Data listing:
————————

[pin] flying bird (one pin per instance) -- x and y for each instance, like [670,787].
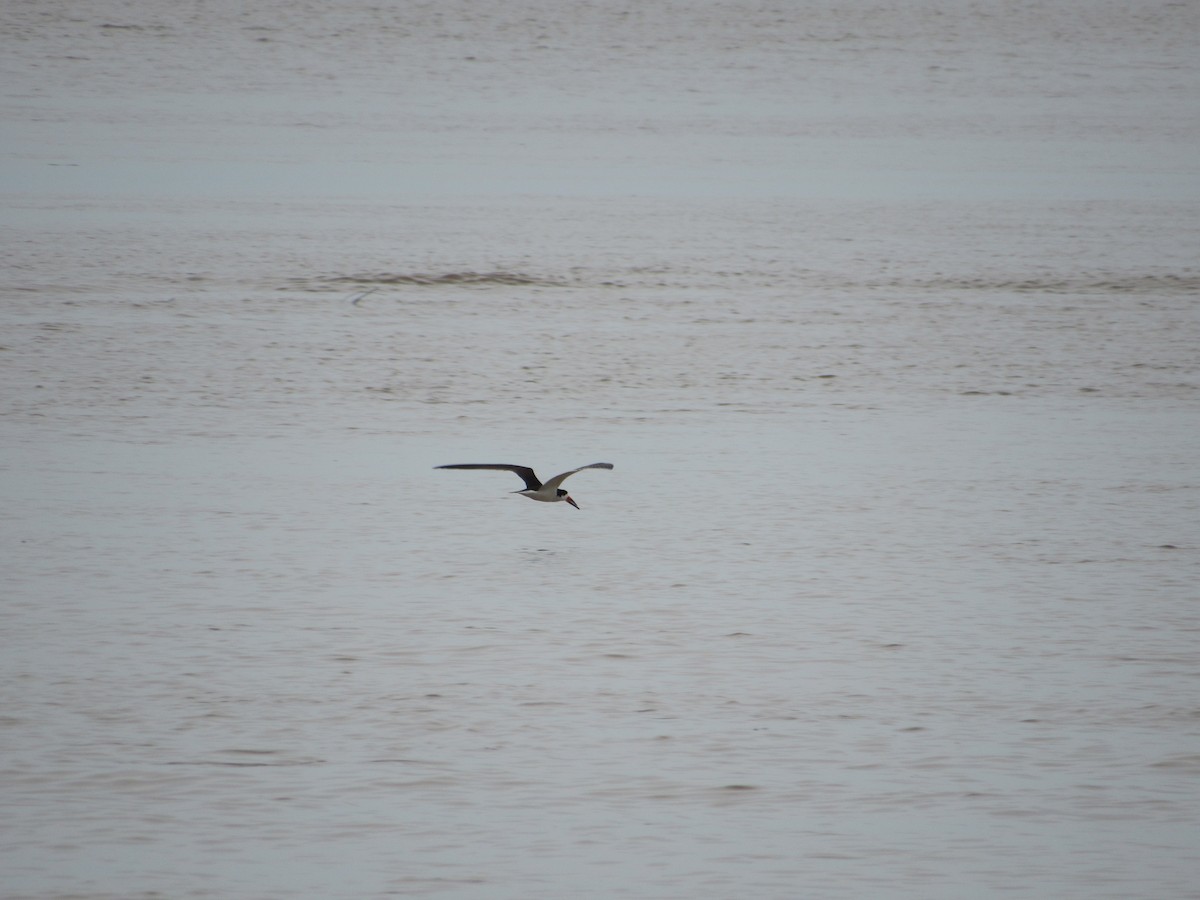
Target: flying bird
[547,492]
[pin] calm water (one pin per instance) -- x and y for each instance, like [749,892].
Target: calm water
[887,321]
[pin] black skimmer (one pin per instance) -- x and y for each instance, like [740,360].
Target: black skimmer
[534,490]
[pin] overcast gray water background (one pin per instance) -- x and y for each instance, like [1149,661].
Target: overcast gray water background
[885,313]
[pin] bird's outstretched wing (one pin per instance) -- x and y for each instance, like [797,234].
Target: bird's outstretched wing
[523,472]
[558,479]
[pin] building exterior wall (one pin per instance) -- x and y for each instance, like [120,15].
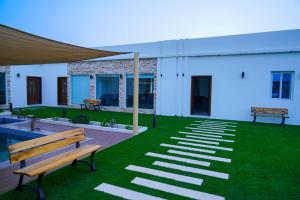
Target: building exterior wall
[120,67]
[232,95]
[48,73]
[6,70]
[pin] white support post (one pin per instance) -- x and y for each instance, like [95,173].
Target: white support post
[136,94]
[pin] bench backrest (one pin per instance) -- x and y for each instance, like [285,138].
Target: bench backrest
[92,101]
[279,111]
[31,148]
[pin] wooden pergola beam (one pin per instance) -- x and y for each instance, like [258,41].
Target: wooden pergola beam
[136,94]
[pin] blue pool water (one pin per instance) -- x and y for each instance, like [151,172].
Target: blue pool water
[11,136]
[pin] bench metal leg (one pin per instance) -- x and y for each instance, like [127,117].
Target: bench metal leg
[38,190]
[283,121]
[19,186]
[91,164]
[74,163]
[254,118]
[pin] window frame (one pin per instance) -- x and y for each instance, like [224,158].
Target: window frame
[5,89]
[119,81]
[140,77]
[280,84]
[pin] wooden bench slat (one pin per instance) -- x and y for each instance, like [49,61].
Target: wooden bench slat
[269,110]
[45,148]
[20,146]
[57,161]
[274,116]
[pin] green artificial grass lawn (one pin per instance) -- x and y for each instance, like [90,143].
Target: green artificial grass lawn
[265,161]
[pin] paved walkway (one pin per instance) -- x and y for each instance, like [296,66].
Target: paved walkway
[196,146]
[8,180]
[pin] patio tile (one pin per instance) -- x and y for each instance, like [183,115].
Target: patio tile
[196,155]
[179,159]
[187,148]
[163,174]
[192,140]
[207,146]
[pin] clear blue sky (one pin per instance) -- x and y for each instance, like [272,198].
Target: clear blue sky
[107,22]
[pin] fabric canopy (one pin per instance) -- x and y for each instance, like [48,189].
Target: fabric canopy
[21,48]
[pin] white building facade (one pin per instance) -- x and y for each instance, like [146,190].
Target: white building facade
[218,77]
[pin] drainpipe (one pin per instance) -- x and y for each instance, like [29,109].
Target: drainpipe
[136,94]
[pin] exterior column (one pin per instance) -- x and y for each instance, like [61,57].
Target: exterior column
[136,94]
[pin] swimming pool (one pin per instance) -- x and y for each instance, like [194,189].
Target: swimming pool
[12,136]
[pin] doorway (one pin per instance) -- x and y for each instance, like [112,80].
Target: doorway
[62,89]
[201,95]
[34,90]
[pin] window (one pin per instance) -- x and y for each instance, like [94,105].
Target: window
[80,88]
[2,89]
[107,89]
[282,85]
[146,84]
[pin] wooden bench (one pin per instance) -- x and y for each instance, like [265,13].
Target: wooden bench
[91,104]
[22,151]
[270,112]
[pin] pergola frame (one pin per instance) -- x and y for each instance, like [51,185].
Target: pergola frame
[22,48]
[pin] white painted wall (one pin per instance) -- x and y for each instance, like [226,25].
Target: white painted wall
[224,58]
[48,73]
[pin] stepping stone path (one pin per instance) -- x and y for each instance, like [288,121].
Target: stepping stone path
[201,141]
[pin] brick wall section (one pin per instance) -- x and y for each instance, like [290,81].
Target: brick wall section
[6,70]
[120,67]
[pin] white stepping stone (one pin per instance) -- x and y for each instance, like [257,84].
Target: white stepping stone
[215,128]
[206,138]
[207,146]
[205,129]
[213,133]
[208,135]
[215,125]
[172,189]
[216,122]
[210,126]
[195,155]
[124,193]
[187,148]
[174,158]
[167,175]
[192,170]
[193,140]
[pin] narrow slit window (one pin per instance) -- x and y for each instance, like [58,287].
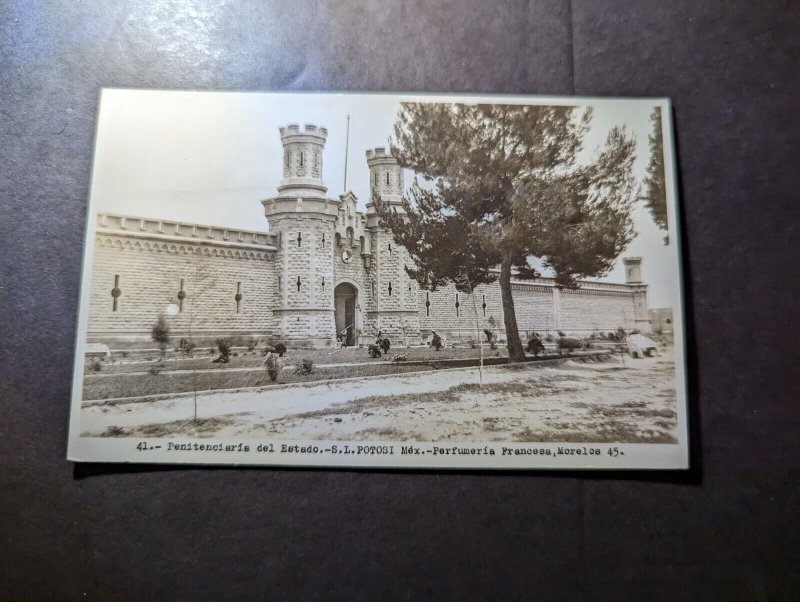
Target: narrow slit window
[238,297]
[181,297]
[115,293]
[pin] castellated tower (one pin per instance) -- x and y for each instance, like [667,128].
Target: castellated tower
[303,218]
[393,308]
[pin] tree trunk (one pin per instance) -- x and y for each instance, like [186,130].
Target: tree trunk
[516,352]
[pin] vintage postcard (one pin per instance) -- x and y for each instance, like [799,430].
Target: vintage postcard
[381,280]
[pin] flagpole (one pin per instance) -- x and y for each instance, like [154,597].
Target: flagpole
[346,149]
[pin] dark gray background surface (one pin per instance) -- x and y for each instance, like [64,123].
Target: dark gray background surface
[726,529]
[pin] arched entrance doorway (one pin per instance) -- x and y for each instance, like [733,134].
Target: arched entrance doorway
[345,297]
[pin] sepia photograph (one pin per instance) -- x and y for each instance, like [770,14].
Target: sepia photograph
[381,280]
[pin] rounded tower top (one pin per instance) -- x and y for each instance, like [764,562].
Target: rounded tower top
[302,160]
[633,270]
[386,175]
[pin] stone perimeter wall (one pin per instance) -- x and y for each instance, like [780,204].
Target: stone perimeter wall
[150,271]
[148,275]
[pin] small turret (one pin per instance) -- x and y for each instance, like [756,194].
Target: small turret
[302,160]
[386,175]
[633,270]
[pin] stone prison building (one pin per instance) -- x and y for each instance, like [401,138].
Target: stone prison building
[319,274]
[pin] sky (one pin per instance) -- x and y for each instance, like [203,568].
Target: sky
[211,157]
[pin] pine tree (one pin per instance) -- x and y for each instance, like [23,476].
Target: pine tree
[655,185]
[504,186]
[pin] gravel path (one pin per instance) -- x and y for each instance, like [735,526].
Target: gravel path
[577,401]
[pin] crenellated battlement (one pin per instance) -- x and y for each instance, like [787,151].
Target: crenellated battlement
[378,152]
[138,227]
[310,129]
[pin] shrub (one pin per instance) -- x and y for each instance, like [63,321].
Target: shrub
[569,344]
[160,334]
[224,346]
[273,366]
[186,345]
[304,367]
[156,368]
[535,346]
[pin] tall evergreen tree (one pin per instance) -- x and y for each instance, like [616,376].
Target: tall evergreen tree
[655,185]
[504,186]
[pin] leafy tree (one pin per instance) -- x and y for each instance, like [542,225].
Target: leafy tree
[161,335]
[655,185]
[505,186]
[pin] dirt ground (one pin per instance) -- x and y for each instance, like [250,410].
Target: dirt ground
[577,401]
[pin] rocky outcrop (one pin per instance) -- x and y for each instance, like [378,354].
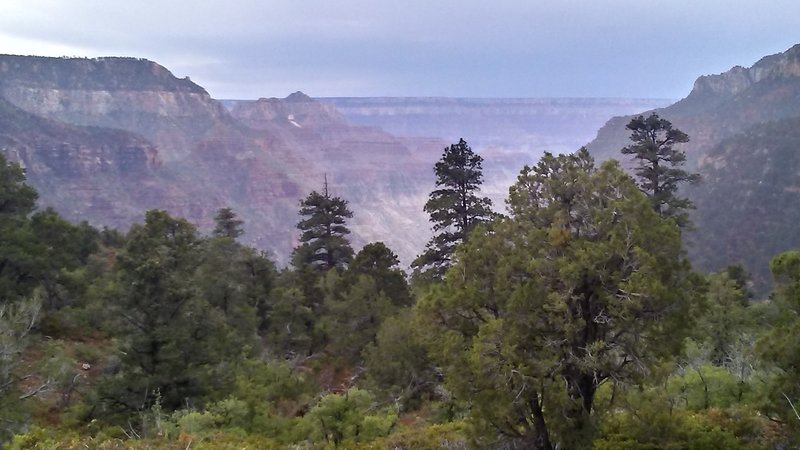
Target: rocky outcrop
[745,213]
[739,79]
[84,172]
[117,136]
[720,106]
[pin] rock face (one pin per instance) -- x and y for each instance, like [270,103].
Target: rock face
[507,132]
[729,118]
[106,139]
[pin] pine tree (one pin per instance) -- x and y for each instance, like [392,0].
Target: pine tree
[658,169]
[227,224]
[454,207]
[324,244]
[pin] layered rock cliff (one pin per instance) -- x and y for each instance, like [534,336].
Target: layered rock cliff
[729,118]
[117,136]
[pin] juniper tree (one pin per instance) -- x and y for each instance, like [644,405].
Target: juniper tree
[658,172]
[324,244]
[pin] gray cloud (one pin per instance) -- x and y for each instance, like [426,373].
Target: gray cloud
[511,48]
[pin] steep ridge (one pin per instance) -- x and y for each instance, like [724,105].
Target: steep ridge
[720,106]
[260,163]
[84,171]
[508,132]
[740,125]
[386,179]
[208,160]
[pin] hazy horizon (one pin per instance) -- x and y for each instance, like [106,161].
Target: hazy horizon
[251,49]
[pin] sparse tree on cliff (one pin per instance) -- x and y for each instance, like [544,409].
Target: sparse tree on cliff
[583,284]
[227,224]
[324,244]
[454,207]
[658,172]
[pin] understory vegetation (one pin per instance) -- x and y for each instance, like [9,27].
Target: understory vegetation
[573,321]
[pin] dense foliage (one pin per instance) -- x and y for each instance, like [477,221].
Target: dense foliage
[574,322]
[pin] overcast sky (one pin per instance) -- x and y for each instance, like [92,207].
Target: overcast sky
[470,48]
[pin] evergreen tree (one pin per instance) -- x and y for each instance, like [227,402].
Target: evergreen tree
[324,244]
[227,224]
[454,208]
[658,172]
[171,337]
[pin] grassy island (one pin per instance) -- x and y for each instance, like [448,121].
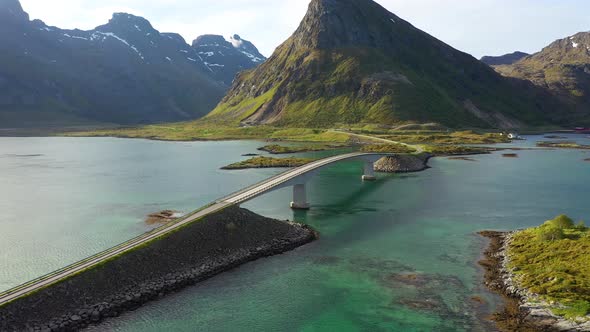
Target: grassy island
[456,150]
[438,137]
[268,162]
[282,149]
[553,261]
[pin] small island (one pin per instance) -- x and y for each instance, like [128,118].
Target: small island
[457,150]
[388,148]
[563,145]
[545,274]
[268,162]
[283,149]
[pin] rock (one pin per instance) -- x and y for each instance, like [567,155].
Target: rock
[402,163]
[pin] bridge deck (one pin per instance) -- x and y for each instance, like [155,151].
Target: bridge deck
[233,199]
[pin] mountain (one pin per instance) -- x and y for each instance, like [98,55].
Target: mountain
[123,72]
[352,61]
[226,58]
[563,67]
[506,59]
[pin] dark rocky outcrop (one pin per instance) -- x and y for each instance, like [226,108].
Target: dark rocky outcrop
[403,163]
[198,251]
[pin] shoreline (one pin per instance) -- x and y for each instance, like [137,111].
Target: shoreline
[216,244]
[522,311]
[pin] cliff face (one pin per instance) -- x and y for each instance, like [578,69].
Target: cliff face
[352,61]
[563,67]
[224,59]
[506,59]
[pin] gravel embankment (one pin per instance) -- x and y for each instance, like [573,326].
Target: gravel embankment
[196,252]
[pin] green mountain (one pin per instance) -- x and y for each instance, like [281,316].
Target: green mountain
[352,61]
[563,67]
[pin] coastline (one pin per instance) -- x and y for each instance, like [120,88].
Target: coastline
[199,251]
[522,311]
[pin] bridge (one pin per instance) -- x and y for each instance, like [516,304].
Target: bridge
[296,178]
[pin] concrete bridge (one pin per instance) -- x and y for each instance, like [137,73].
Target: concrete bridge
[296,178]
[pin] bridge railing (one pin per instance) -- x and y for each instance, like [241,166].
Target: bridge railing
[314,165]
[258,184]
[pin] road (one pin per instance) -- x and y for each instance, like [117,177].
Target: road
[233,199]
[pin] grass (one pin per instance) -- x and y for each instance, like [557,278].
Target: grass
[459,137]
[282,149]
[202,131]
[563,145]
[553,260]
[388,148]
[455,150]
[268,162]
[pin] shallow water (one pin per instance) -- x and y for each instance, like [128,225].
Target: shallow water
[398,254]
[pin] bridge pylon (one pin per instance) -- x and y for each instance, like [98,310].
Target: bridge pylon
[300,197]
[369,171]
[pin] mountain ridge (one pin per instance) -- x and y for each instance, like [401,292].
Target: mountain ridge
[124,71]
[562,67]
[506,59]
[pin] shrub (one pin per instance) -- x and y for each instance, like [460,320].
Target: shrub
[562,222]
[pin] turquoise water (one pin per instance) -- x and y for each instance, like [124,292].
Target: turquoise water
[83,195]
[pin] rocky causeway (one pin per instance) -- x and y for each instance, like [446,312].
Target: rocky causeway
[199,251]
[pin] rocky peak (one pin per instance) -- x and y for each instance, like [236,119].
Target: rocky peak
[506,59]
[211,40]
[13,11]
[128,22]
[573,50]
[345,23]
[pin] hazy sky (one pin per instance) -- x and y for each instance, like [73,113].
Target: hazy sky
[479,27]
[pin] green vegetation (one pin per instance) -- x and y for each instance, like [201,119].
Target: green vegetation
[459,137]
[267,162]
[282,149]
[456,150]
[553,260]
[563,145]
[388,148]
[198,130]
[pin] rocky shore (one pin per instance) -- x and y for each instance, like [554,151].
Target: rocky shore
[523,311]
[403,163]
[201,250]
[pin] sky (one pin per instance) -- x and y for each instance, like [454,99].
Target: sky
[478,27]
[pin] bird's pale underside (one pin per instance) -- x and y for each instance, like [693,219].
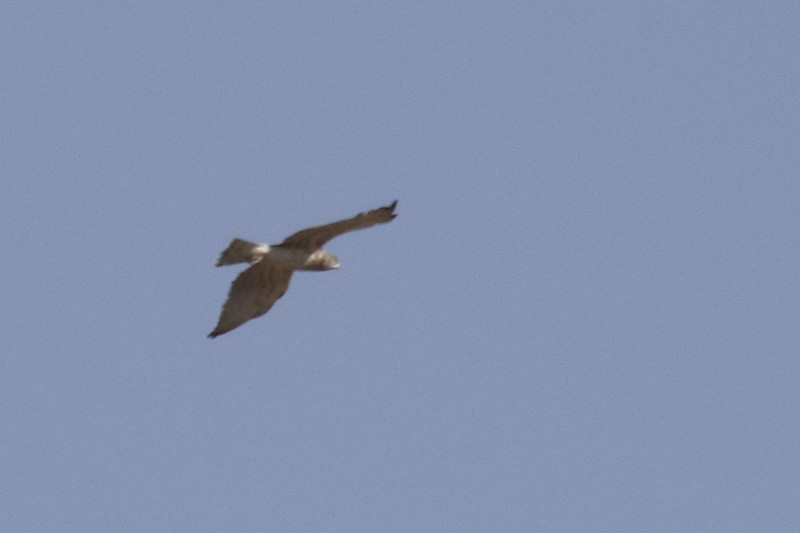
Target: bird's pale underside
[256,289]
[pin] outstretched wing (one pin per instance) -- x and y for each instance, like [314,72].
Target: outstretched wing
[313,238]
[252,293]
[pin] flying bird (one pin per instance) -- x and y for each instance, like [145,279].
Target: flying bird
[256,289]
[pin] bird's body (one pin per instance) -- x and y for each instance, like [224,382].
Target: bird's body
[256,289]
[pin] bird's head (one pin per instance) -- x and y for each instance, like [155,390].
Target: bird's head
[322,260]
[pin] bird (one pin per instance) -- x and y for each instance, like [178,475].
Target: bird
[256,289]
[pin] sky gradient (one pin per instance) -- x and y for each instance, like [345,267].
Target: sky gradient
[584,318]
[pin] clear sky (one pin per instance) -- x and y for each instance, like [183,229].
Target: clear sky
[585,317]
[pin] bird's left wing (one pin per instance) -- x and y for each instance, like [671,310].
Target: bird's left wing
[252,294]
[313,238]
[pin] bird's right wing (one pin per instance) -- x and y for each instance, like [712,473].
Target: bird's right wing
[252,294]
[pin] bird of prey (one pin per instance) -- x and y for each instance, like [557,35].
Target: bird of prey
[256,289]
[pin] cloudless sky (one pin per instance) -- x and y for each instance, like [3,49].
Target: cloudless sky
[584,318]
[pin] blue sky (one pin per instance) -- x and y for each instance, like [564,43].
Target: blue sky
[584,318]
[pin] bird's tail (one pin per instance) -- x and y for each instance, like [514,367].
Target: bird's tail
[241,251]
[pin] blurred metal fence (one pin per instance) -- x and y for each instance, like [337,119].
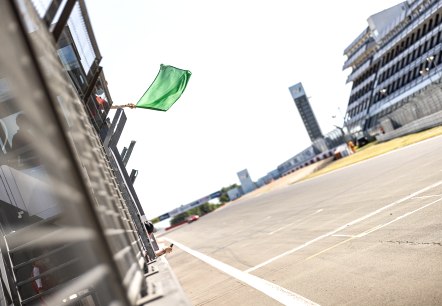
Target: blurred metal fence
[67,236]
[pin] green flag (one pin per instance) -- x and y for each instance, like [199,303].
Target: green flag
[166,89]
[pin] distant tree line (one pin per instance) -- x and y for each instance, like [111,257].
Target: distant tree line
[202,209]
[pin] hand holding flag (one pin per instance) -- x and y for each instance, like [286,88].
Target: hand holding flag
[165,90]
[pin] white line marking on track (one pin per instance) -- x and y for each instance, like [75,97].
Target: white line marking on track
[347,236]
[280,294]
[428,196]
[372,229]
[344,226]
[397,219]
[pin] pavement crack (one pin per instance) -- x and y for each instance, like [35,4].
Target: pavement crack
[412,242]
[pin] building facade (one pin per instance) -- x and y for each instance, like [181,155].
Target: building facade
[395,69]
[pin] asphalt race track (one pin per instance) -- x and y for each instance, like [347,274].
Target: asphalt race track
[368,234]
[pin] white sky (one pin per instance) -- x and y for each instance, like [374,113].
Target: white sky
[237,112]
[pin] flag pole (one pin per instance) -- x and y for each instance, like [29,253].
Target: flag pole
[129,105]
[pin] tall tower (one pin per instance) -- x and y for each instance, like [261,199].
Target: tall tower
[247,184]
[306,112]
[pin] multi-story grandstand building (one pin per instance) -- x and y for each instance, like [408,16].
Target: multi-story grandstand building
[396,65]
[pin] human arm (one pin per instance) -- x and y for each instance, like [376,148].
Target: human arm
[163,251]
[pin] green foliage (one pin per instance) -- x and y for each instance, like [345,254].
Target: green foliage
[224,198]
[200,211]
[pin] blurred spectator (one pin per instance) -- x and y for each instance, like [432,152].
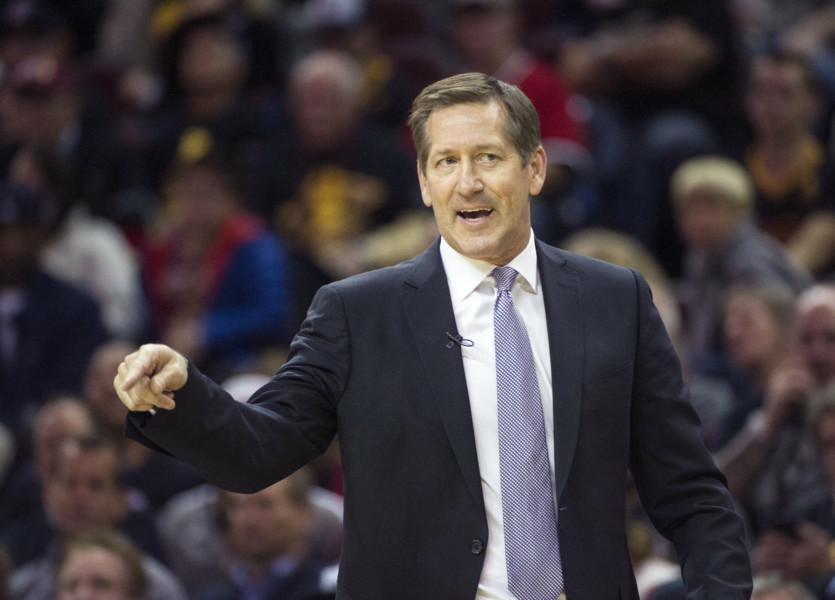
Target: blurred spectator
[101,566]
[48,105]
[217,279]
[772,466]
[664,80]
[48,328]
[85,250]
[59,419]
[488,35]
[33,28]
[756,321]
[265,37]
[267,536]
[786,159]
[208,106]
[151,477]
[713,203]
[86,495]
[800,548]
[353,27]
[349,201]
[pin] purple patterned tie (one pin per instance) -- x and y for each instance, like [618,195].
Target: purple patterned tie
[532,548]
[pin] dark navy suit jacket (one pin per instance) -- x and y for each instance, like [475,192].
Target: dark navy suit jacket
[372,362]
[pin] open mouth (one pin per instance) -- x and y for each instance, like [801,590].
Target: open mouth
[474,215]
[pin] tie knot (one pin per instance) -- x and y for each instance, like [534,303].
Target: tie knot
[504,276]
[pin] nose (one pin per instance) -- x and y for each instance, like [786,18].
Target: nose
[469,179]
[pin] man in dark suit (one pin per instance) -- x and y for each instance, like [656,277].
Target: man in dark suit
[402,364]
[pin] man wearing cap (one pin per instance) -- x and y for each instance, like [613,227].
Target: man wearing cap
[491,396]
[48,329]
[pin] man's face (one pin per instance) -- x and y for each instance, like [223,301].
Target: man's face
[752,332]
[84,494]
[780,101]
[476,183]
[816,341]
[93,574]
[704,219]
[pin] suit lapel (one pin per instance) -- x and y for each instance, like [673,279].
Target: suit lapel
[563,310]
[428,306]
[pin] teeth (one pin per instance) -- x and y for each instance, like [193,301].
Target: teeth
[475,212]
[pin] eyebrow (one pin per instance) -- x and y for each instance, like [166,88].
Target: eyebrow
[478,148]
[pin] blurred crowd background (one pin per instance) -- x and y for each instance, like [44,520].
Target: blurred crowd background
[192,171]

————————

Quote only the lines from the line containing "[pin] man's face" through the end of the entries, keeping the first and the last.

Reply to the exercise:
[pin] man's face (one pin per instance) -- x and y for each instance, like [223,301].
Target: man's face
[752,332]
[84,494]
[780,101]
[476,183]
[816,341]
[93,574]
[704,219]
[pin] suit lapel (one pin per instance) -- x and y for each instance, like [673,279].
Target: suit lapel
[563,310]
[428,306]
[pin] teeth (one pin per instance) -- x and y for each instance, like [193,301].
Target: teeth
[475,212]
[pin] eyebrow (one pin per instance) -- x and y for each instance, like [166,88].
Target: eyebrow
[478,148]
[pin] blurred crowd background (one pin per instance) -- x and y for each instance, like [44,520].
Target: blurred crowd background
[192,171]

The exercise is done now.